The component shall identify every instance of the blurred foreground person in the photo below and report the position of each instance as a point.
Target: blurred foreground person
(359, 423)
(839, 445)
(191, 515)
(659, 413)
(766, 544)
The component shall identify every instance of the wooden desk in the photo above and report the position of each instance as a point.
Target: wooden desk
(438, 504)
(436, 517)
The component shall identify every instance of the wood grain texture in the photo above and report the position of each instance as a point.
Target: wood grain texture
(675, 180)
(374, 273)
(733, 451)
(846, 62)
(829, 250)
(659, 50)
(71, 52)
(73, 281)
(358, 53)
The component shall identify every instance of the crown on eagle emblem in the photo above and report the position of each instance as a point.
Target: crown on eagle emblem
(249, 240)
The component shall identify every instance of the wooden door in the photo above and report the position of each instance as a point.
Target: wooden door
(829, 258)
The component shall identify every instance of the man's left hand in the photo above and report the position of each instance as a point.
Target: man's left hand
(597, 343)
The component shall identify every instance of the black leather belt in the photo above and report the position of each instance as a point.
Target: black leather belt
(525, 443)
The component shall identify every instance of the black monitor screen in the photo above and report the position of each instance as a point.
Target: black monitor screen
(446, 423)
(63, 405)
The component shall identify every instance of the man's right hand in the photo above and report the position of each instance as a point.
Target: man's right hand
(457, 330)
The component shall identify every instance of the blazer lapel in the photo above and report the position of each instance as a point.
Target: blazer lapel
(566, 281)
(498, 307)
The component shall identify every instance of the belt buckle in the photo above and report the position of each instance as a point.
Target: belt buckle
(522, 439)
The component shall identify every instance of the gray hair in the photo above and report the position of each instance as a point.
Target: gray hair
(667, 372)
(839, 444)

== == ==

Problem: Copy word for word the lines starting with the one that contains "The component shall identify every instance of the gray" and going on through the last line above.

Solved exercise:
The component shall identify every instance of the gray hair in the photo above and report the position of each instance as a point.
Target: gray hair
(667, 372)
(839, 444)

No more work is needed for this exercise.